**Énoncé 1:**
D'après l'article, de quelle région Michelle Bureau est-elle chargée ?

**Article:**
Madame Michelle Bureau est le délégué national de l’association Les Francas.
Madame Michelle Bureau est le délégué national de l’association Les Francas (France). Elle est chargée de la région des Pays de la Loire. Elle vient de séjourner au Cameroun à l’occasion d’une mission d’évaluation des activités liées à la formation d’animateurs socioéducatifs dont la première phase a eu lieu en juillet 2017 à Dschang.
Madame Michelle Bureau s’est confiée à Sinotables.com. Lisez plutôt l’entretien.
Madame Michelle Bureau, vous quittez la ville de Dschang après un séjour qui vous a permis d’entrer en contact avec de nombreuses personnalités. Dites –nous, quel a été le véritable contenu de votre séjour au Cameroun ?
C’est un séjour qui fait suite à d’autres séjours que des partenaires, des Francas, ont conduit ; notamment en juillet 2017 où deux personnes de notre association sont venues encadrer une activité de formation au métier d’animateur socioéducatif. Mon séjour m’a permis de faire le point sur les avancées, de rencontrer des personnes qui avaient suivies cette formation et de travailler avec les associations porteuses du projet que sont le RAJE-2D et Horizon Jeune sur les suites de la formation et la formalisation de façon à ce que ça puisse être une formation reconnue notamment par les autorités et plus particulièrement par le ministère de la Jeunesse et de l’éducation civique, mais que ce soit une formation qui puisse se déployer sur l’ensemble du pays ; dans tous les cas là où il y a des besoins.
Nous ne sommes pas, aux Francas, dans la logique de faire des formations continues ici. Nous sommes dans la logique d’apporter un appui aux associations, aux collectivités et aux mairies qui le demandent. Je suis implantée à Nantes. Donc dans le cadre de la coopération décentralisée entre les villes de Nantes et Dschang, en tant que représentant de la société civile, je viens apporter un soutien sur ces questions-là ici à Dschang.
Vous avez rencontré des autorités camerounaises !
Les autorités locales avec un accueil particulièrement chaleureux de Monsieur le Maire, Sa Majesté ; de Monsieur le Délégué de la Jeunesse, mais également de Monsieur le Préfet, et. J’ai commencé le séjour et je vais le terminer par Yaoundé où nous avions rencontré le Ministre de la Jeunesse et de l’éducation civique avec qui nous avons pu échanger sur ces questions d’animation socioéducative, d’animation pour les jeunes, d’encadrement de la jeunesse, et d’activités génératrices de revenus pour les jeunes.
Une formation en juillet 2017, et une autre un an plus tard. Quelle sera la particularité de cette deuxième session ?
C’est une session d’approfondissement. Elle s’adresse aux jeunes qui ont suivi la première partie. Elle va viser à développer, à renforcer leurs capacités sur des thématiques qu’ils auront choisies. Ça peut-être le développement durable, les questions de santé, la question de culture, des questions de citoyenneté. On va approfondir les techniques d’animation sur ces thématiques-là.

**Lignes de données:**
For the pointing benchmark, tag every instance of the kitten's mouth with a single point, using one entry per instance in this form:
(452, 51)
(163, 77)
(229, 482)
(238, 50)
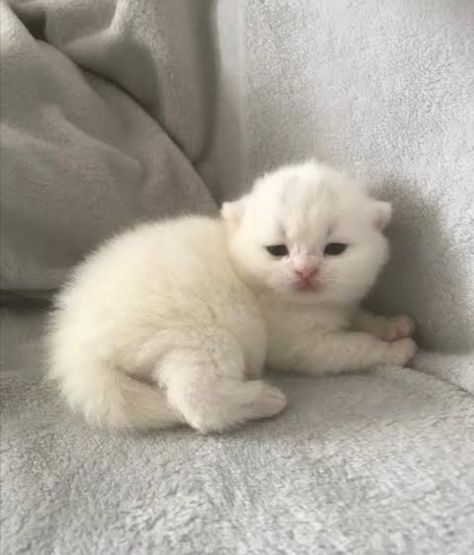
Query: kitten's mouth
(307, 286)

**Énoncé 2:**
Recopiez toutes les lignes des enregistrements, demandes comprises, en ajoutant -104 à chaque coordonnée des réponses, mais pas aux demandes ni à leurs exemples de format. Laissez les images de côté.

**Réponse attendue 1:**
Elle est chargée de la région des Pays de la Loire.

**Réponse attendue 2:**
For the pointing benchmark, tag every instance of the kitten's mouth with a single point, using one entry per instance in this form:
(452, 51)
(163, 77)
(229, 482)
(238, 50)
Query: kitten's mouth
(203, 182)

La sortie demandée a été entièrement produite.